Turn every line of the items below into one numbered list, skipping blank lines and leaving out the pictures.
- - -
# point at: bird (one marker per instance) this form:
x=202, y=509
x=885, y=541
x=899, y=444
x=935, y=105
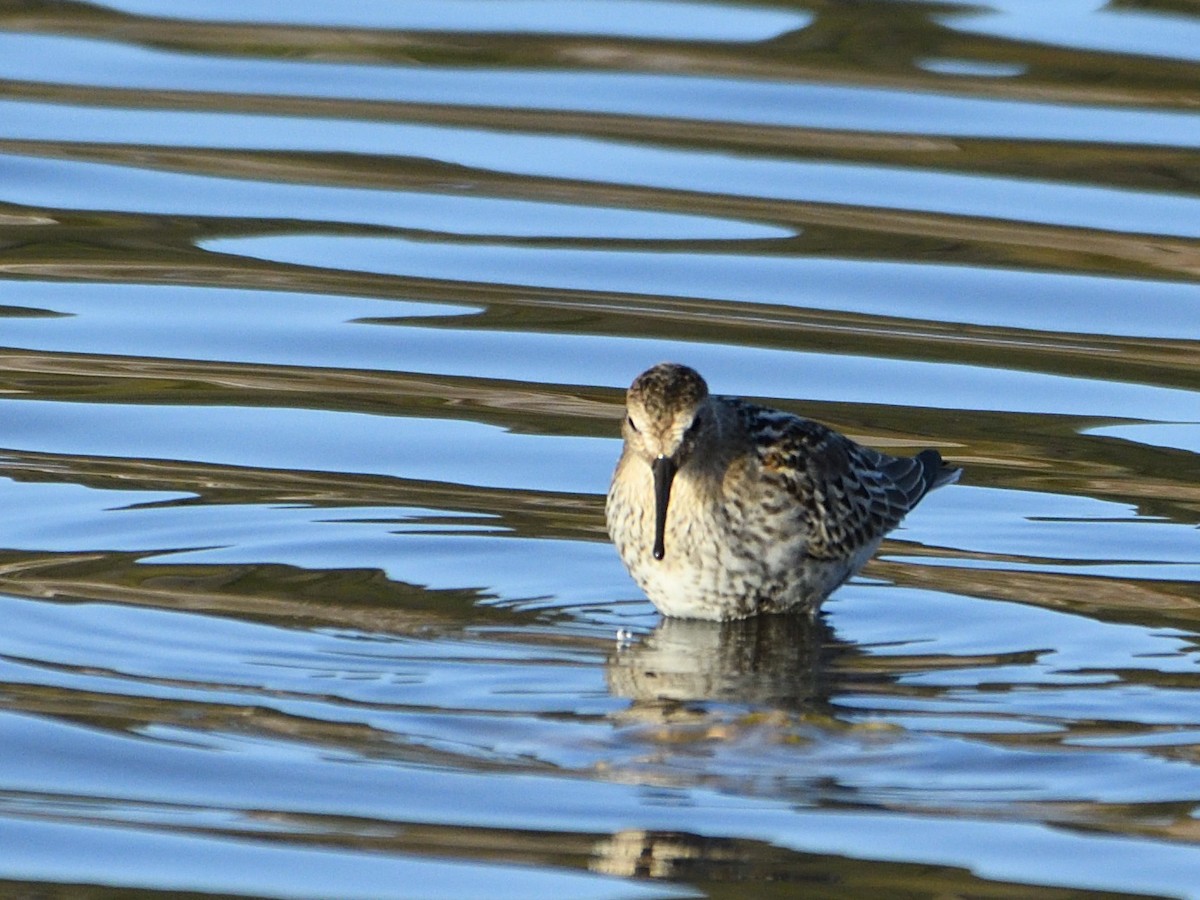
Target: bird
x=721, y=508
- - -
> **Output for this task**:
1. # point at: bird (one marker per instance) this form:
2. x=202, y=509
3. x=885, y=541
4. x=899, y=444
5. x=935, y=105
6. Target: bird
7. x=721, y=508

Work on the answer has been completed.